* **PROBLEM SET**
[a] From the pearl necklace story below, transcribe the passage starting with "In the morning, her" and going on through "a puzzled look.".
[b] Shorten the paragraph of the pearl necklace story that begins "In the morning, her heart dropped like a stone," keeping its main facts.

She wore the pearl necklace to the ball and caught everyone’s attention. She glowed. At the end of the night, as she was hailing a ride, she took off the necklace so that it doesn’t draw unnecessary attention. She went to bed feeling like a million bucks.
In the morning, her heart dropped like a stone. The pearl necklace was nowhere to be found. She called the cab company and retraced her steps to the ball. Nothing. It seemed like the only right thing to do was to buy a pearl necklace to repay her friend. Sticker shock was an understatement—a genuine pearl necklace would cost a few years’ salary. Deeply ashamed, she lied to her friend and asked if she could keep the pearl necklace on loan for future balls. “Sure, no problem” replied the wealthy friend.
Fast forward, and our heroine has toiled for years. She shed a lot of blood, sweat and tears to make enough money to buy a pearl necklace. Alas, the day has come to repay her debt.
“Sorry it took so long. Here’s your pearl necklace back.”
The wealthy friend gave her a puzzled look.
“My necklace was just a cheap replica, why are you giving me a real pearl necklace?”
Of the many morals to the story, the one that stands out to me is the simple power of being in open, honest conversation—and the danger of hiding. If our heroine in the story just told her friend the truth, she would’ve saved herself years of shame and imaginary debt.

* **RECORDED INFORMATION**

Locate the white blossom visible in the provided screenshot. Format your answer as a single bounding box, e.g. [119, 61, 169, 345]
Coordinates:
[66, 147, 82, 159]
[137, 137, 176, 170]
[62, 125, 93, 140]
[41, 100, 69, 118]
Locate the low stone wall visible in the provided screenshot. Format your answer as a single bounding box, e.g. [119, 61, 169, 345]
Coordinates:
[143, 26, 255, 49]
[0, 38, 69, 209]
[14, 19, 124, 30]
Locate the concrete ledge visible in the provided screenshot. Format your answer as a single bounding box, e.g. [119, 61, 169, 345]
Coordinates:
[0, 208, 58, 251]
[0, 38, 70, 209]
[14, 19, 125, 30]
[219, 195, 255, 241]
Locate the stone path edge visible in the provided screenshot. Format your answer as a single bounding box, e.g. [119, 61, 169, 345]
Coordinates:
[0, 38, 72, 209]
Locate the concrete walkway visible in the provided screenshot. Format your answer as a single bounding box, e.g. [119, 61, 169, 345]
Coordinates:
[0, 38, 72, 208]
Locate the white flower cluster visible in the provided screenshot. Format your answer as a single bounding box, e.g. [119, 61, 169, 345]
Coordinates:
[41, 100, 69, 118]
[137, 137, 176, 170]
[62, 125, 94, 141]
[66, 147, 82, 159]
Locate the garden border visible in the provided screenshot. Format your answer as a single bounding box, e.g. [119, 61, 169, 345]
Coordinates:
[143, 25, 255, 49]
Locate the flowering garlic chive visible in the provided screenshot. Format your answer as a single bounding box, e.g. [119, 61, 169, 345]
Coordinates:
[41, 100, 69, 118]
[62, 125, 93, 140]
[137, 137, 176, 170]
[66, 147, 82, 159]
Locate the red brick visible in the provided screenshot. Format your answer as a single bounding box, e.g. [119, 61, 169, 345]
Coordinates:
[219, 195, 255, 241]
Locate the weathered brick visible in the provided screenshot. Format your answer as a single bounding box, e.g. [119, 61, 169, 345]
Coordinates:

* **EXPECTED RESPONSES**
[a]
In the morning, her heart dropped like a stone. The pearl necklace was nowhere to be found. She called the cab company and retraced her steps to the ball. Nothing. It seemed like the only right thing to do was to buy a pearl necklace to repay her friend. Sticker shock was an understatement—a genuine pearl necklace would cost a few years’ salary. Deeply ashamed, she lied to her friend and asked if she could keep the pearl necklace on loan for future balls. “Sure, no problem” replied the wealthy friend.
Fast forward, and our heroine has toiled for years. She shed a lot of blood, sweat and tears to make enough money to buy a pearl necklace. Alas, the day has come to repay her debt.
“Sorry it took so long. Here’s your pearl necklace back.”
The wealthy friend gave her a puzzled look.

[b] The next morning, the pearl necklace was gone. She called the cab company and retraced her steps to the ball but found nothing. She felt she had to buy a pearl necklace to repay her friend, but a genuine one would cost a few years' salary. Deeply ashamed, she lied and asked to keep the necklace on loan for future balls. Her wealthy friend agreed.